● **Problem details**
Could you write out every one of the records below word for word, leaving out the pictures?

-=-=-

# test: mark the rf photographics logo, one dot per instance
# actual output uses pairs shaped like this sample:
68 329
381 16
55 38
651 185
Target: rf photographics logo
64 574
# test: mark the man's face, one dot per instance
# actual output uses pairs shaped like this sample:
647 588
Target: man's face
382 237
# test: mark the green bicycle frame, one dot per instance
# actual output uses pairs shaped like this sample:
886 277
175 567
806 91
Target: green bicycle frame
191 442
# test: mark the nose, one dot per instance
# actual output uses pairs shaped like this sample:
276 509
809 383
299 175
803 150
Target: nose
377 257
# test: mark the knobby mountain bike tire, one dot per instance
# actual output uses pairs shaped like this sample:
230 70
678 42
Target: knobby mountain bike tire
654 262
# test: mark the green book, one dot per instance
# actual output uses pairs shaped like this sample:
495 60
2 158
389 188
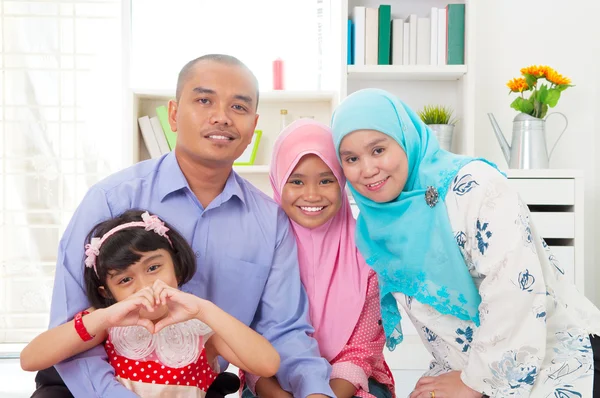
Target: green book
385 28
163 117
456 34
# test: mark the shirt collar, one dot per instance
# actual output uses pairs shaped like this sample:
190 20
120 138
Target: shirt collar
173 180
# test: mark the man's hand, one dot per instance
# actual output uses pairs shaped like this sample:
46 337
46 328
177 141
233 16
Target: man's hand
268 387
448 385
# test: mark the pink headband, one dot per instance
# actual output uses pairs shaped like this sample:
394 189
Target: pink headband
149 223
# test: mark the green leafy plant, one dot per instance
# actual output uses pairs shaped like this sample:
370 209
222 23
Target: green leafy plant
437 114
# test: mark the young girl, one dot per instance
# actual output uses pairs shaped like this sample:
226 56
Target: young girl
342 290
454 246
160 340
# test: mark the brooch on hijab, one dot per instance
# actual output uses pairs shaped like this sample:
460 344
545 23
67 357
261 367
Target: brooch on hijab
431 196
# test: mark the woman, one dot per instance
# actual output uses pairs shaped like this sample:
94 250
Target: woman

-=-=-

● **Written reply**
# test: mark the rf photographics logo, one dot per instance
# actual output uses pairs shaped like this sample:
68 329
381 16
55 38
651 185
Target: rf photographics logo
64 574
# test: mark the man's face, one dot per instance
# actual output uses pairs shaped like this sample:
647 588
Target: man's face
382 237
# test: mark the green bicycle frame, one dot per instance
# actual output uses pairs shaped like this sample:
886 277
175 567
806 91
Target: green bicycle frame
191 442
# test: mark the nose, one dot per instance
# actual output uses pairs shaped like this sample:
276 509
809 383
299 175
803 150
Target: nose
377 257
# test: mark the knobby mountain bike tire, one dot per instance
# actual output uses pairs shaped like this sample:
230 70
678 42
Target: knobby mountain bike tire
654 262
# test: mark the green book, one dot per instance
# actual output uses pairs shaped like this sample:
495 60
2 158
389 188
Target: green book
385 28
163 117
456 34
# test: mark the shirt collar, one dot per instance
# actual output uses pairs shaped like this sample:
190 20
120 138
Target: shirt collar
173 180
# test: mark the man's hand, one dot per instance
# actual output uses pairs shaped like this sample:
46 337
46 328
177 141
233 16
Target: man's hand
268 387
448 385
# test: mark the pink headband, one dot per instance
# actual output uses pairs shaped like this sample:
394 189
Target: pink headband
149 223
# test: mark the green leafy plant, one dot per instance
# actual output uses pairs shaped like this sample:
370 209
222 23
Target: green leafy plant
437 114
# test: mark the young girl, one dot per instance
# actual output uses pairs shaped like this sample:
226 56
Target: young girl
342 290
454 246
160 340
# test: mark the brooch on hijab, one dot per instance
# actual output uses pairs shaped like this sample:
460 344
545 23
67 357
261 367
Target: brooch on hijab
431 196
# test: mark the woman, one dot per instance
# actual output uses pairs shaped like this sample:
94 250
Target: woman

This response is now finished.